== Fragmento del documento ==

Lo que tampoco sucedería en ningún país, no ya de Europa sino del mundo, organizado con un régimen liberal o autoritario, es que un gobernante se atreviese siquiera a nombrar colaboradores a dirigentes prófugos o encarcelados. Ni se le pasaría por la cabeza ni se lo permitirían sus conciudadanos. Y si se le ocurriese, los tribunales intervendrían de inmediato para preservar la simple normalidad institucional de cualquier arrebato iluminado. Por respeto a las leyes, al principio de autoridad, a la independencia de poderes, al sentido mismo del orden democrático. Una decisión de esa clase constituye un delirio, un dislate errático, un despropósito provocador capaz de sonrojar a cualquier representante público del universo civilizado. En realidad, y por empezar por el principio, en todos esos países que Torra invoca sería un escándalo la idea misma de elegir como presidente de un territorio a un xenófobo redomado.

===

La petición —
Según el fragmento del documento, ¿qué harían los tribunales si a un gobernante se le ocurriese nombrar colaboradores a dirigentes prófugos o encarcelados? El listado procede de otra fuente.

== Datos proporcionados ==

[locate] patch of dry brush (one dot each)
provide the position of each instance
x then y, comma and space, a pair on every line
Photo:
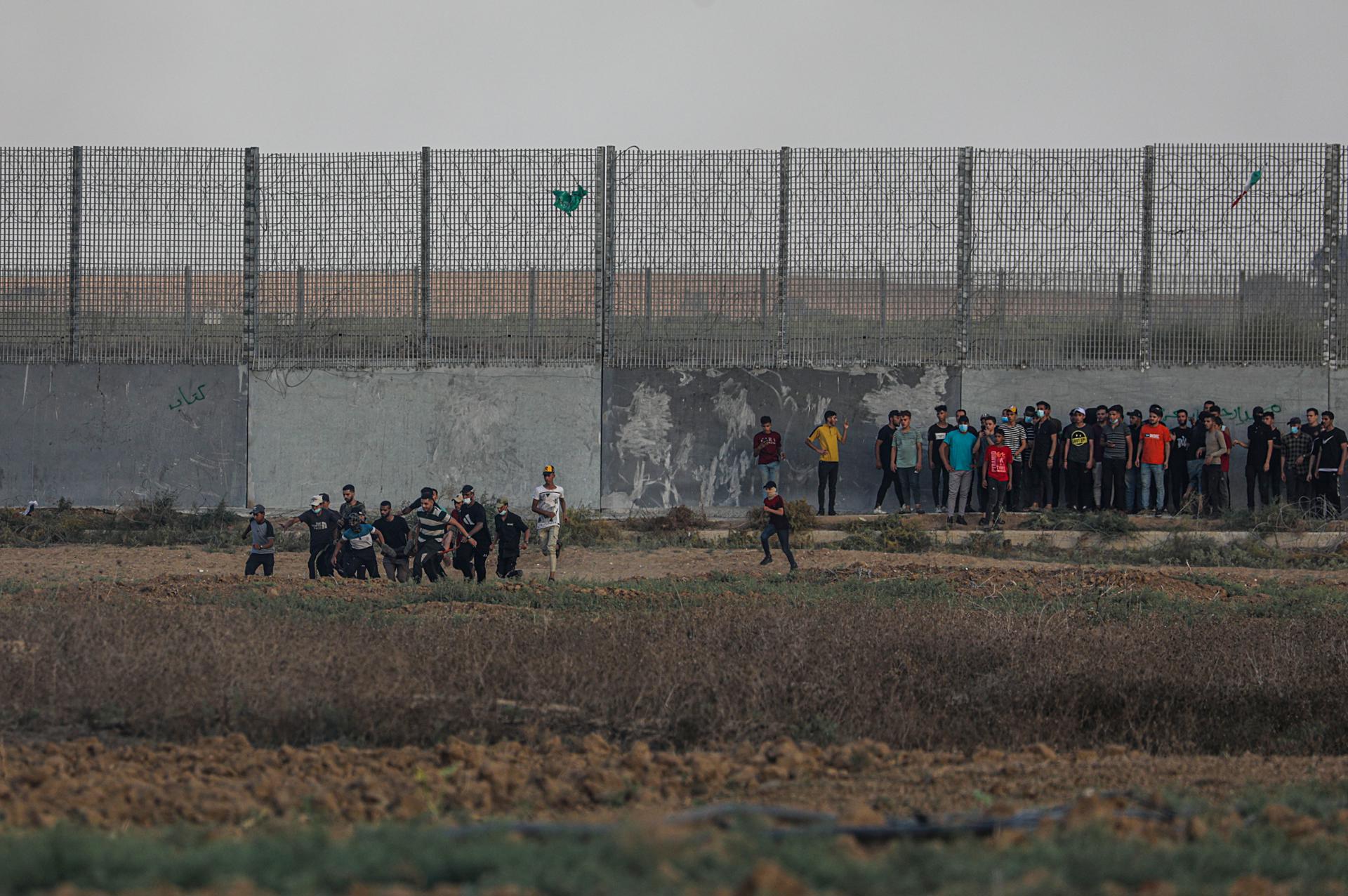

===

Respuesta del ejercicio —
Intervendrían de inmediato para preservar la simple normalidad institucional de cualquier arrebato iluminado.